— SET PROBLEM —
Rewrite the data below with every "marker" swapped for "dot" and nothing else altered, leaving out the pictures.

[Photo-based point labeling data]
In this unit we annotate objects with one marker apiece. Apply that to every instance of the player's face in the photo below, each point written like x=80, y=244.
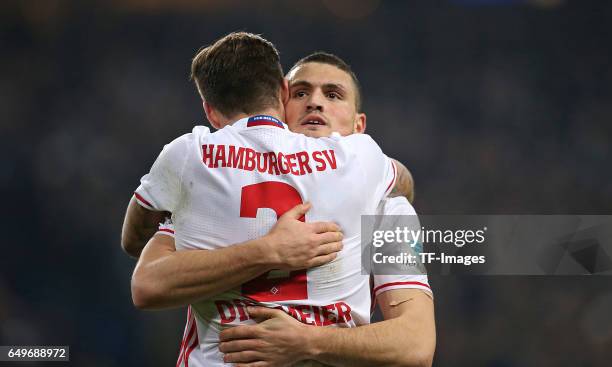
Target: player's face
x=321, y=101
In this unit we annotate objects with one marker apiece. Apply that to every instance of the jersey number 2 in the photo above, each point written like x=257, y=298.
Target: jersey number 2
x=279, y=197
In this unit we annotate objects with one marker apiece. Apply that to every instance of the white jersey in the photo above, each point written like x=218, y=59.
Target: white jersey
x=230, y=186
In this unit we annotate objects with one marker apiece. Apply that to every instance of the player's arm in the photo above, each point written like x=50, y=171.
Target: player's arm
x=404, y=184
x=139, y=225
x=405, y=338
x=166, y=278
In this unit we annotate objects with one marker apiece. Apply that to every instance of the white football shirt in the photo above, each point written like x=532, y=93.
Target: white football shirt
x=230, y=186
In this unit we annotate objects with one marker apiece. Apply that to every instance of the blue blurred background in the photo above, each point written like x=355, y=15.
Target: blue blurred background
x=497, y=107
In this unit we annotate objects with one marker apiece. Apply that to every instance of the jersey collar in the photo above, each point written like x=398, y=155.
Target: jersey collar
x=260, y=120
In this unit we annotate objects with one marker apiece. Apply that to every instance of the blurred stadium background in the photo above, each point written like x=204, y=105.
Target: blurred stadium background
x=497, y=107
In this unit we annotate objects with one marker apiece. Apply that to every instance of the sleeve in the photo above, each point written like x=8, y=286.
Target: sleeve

— WRITTEN SOLUTION —
In this unit we annotate objects with one dot apiece. Apply that to every instance of the player's face in the photo below, each point written like x=80, y=244.
Target: player's face
x=321, y=101
In this unit we annotate objects with one dot apiece. Apply that to every instance of the jersey number 2 in the photo above, each point written like x=257, y=298.
Target: jersey number 2
x=279, y=197
In this unit we annotate objects with one dot apiece. Apply that to every instance of the white jersey in the photo above, each point written like x=218, y=59.
Target: white jersey
x=230, y=186
In this unit we annotate objects with one dot apiece. Apply that to every instance of the player's arm in the photo above, each point written like x=50, y=171.
Target: player's arm
x=404, y=184
x=139, y=225
x=405, y=338
x=166, y=278
In this unit we annotate objects with one dot apiece. Apply that to every instance of the white football shirt in the photo above, each point written like x=532, y=93.
Target: white football shirt
x=230, y=186
In this unit we annotate objects with one dot apiece. Apply that to every instance of the blue blurred background in the photo above, each point written like x=355, y=15.
Target: blue blurred background
x=497, y=107
In this unit we annotate objects with one dot apiece. Apply that to every instance of the jersey collar in the photo above, each point written like x=398, y=155.
Target: jersey collar
x=260, y=120
In this unit we annotate objects with one dot apiece. Apply that to every instance of the blurred stadium background in the photo above, each point written like x=204, y=105.
Target: blurred stadium background
x=497, y=107
In this unit we annotate objects with one dot apiece. Apply that to every instance of the sleeve in the photo above, each point written like x=8, y=286.
Target: sleeve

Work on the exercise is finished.